▽

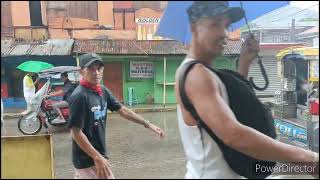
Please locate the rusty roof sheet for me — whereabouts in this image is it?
[223,40,243,55]
[73,40,242,55]
[1,39,74,57]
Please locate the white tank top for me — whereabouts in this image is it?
[177,58,243,179]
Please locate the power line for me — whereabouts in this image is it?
[245,4,319,30]
[265,4,319,23]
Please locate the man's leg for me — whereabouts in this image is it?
[74,166,115,179]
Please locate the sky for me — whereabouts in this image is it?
[290,1,319,12]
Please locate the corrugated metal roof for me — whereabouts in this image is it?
[1,39,74,57]
[73,40,242,55]
[298,26,319,35]
[223,40,243,55]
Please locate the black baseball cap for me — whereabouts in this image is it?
[187,1,244,23]
[79,53,103,68]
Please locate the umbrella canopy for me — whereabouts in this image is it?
[156,1,289,44]
[39,66,80,78]
[17,61,53,73]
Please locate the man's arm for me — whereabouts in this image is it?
[186,64,314,162]
[117,106,164,138]
[48,89,64,97]
[70,127,102,162]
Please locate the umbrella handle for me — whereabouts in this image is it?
[249,56,269,91]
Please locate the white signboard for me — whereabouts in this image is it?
[130,61,153,78]
[136,18,160,24]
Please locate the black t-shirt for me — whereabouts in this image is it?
[62,79,77,102]
[68,85,121,169]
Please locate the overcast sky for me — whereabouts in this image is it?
[290,1,319,11]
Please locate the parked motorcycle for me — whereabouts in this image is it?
[18,66,79,135]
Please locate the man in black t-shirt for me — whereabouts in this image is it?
[47,72,76,124]
[68,53,164,179]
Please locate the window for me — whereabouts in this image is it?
[29,1,43,26]
[113,8,135,30]
[1,1,13,36]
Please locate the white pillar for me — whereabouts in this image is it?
[163,57,167,106]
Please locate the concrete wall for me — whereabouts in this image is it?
[11,1,31,26]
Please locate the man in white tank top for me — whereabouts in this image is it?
[175,1,319,178]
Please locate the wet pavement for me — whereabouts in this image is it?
[1,112,318,179]
[2,112,185,179]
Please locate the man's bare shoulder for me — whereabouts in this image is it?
[186,64,218,93]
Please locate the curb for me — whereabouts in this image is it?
[3,107,177,118]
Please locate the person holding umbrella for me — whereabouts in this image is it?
[17,61,53,110]
[23,72,40,110]
[175,1,319,179]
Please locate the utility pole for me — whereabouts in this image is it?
[290,19,296,43]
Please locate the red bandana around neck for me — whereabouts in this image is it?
[80,79,102,96]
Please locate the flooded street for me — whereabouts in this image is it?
[2,111,314,179]
[5,112,185,179]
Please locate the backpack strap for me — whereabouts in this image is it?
[178,60,219,141]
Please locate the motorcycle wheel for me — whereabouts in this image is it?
[18,115,42,135]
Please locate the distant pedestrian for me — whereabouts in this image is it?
[23,72,40,110]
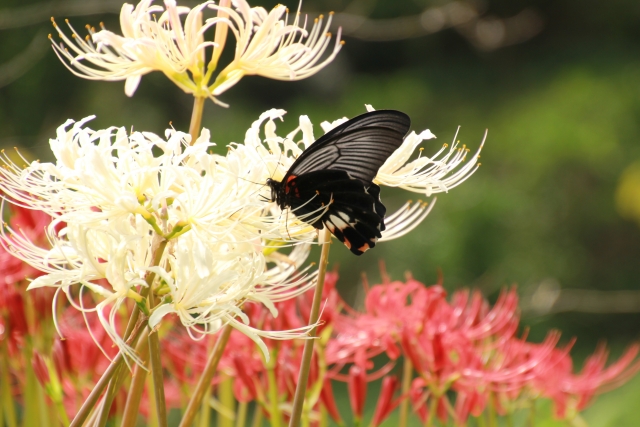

△

Instructions to follow
Quote all of the material above word for word, leaving the pictures out of your answer.

Task solution
Please locate the rusty roof sheet for me — whereabouts in this image is it?
[223,40,243,55]
[73,40,242,55]
[1,39,74,57]
Please locate the white tank top for me — whereabouts in this image is it?
[177,58,243,179]
Please locate the power line for me — whereabouts in this image is it?
[245,4,319,30]
[265,4,319,23]
Please locate the man's leg for me — whereabouts in this image is it?
[74,166,115,179]
Please locate the sky for me — whereabouts in this image is it?
[290,1,319,12]
Please locate the corrugated metal roof for me — whereabouts in this image is it?
[1,39,74,57]
[73,40,242,55]
[298,26,319,35]
[223,40,243,55]
Please locate the black baseball cap for me — whereabouts in this image is it?
[187,1,244,23]
[79,53,103,68]
Please locate the umbrella canopy for me — whereabouts in this image is it?
[156,1,289,44]
[39,66,80,78]
[17,61,53,73]
Please locate the man's arm for me — whereabouts in this image is it?
[186,64,314,162]
[117,106,164,138]
[48,89,64,97]
[70,127,102,162]
Please locate the umbrella handle for me — whereabouts in this image is it?
[249,56,269,91]
Please locate the white signboard for me — whereabouts in this image is it?
[130,61,153,78]
[136,18,160,24]
Please locate the black t-shirt for me — whereabouts in this image is it?
[62,79,77,102]
[68,85,121,169]
Please locate the overcast sky for me — whereabouts in this image is it?
[290,1,319,11]
Please locate the parked motorcycle for me — whereabouts in this image is it?
[18,66,79,135]
Please locate the man in black t-shirt for me — whereabouts in this image is it?
[47,72,76,124]
[68,53,164,179]
Please locate the window for me — whereabouts in this image is it?
[29,1,43,26]
[113,8,135,30]
[1,1,13,36]
Please locate the white pillar for me — whereabouts in this image is it?
[163,57,167,106]
Please locate the concrete wall for me — whereabouts in this image is it?
[11,1,31,26]
Please locate the man in white tank top for me — whereabouts in this image is it?
[175,1,319,178]
Please locate the wet pavement for me — whereabouts in this image is it?
[1,112,318,179]
[2,112,185,179]
Please locate the man's bare shoulder for me — whereabouts in this image is it?
[186,64,218,93]
Please locate the curb for me — whereabouts in this image is it?
[3,107,177,118]
Please locate the person holding umbrella for me — whereabouts in this image is it?
[17,61,53,110]
[23,72,40,110]
[175,1,319,179]
Please locate the utility pole for me — whereabouts in this image is it?
[290,19,296,43]
Please locate the red bandana around neck for me — whereabouts in this image is it?
[80,79,102,96]
Please locate the flooded street for me — whereabouts in this image is it?
[2,111,314,179]
[5,112,185,179]
Please locate the backpack strap for me — whereabouts in this image is it?
[178,60,219,141]
Please locate the motorcycle wheel for me — whereabouts in this image is it?
[18,115,42,135]
Please locate the distant pedestrian for me — whereabouts in this image is it?
[23,72,40,110]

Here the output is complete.